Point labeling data
▶
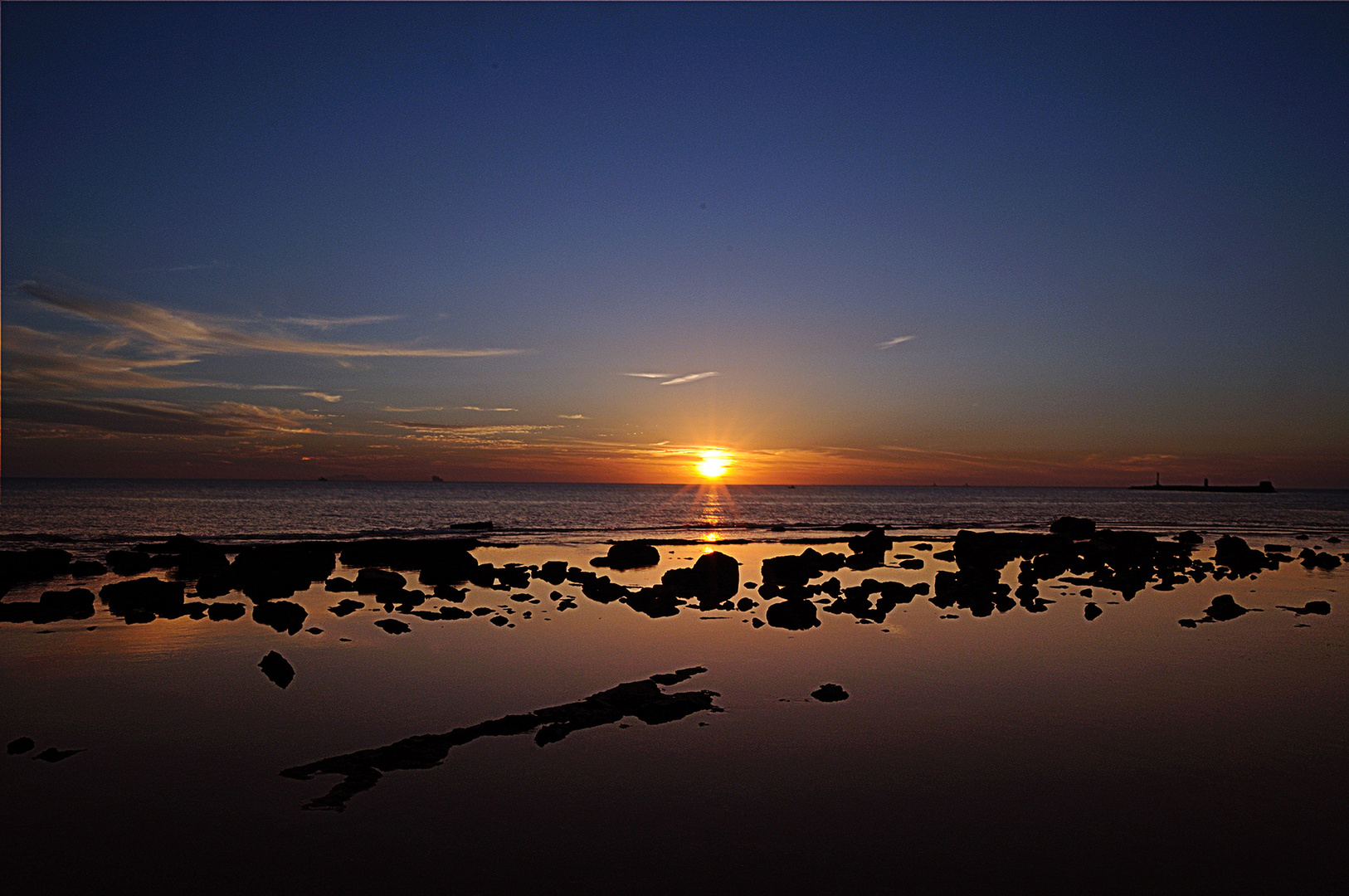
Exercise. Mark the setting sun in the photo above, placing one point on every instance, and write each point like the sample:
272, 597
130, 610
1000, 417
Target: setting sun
◀
▶
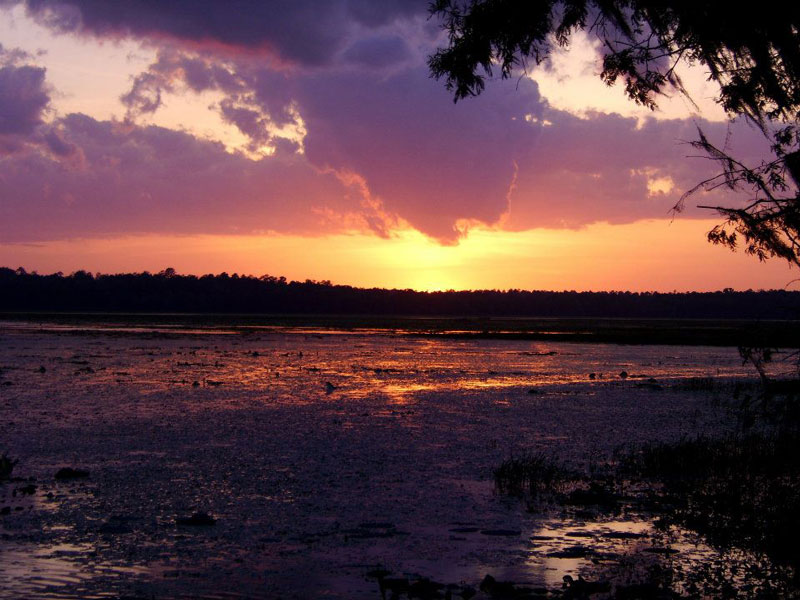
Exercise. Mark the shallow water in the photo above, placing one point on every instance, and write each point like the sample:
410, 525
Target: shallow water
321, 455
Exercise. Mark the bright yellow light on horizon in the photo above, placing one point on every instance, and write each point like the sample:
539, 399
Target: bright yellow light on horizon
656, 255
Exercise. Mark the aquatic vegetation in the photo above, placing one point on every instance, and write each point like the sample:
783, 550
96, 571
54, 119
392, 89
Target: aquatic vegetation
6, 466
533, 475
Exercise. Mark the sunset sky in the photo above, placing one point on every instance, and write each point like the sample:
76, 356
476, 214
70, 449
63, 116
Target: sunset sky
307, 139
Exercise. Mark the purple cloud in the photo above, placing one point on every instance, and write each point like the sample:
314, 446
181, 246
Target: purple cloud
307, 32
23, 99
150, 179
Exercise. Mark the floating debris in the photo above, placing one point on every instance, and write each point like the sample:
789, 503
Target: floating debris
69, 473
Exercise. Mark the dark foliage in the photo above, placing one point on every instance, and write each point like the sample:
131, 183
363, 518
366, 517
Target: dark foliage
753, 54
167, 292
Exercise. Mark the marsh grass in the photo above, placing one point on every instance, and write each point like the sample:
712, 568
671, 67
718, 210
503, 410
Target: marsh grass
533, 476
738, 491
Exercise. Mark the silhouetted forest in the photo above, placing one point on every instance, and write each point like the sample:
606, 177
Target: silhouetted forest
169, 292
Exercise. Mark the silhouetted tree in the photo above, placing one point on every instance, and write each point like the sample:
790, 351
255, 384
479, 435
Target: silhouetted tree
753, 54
◀
▶
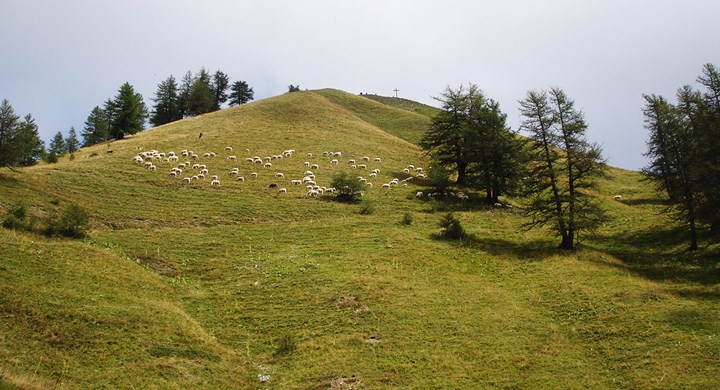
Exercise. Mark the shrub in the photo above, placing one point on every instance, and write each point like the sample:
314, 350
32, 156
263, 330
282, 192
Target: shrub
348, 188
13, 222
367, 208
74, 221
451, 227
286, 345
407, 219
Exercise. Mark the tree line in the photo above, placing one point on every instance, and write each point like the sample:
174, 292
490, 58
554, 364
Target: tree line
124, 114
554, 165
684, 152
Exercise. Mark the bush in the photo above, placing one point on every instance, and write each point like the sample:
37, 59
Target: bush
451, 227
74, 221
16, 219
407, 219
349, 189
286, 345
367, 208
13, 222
◀
**WHAT IS ASKED:** Rewrite only the data from the line with "Exercise. Mark the setting" to the line with "Target: setting sun", changing "sample" to "model" and leaving everything else as it is.

**WRITTEN ANSWER:**
Exercise. Mark the setting sun in the photo above, placing one point on every instance, and write each point like the model:
272, 597
130, 610
1000, 417
Target: setting sun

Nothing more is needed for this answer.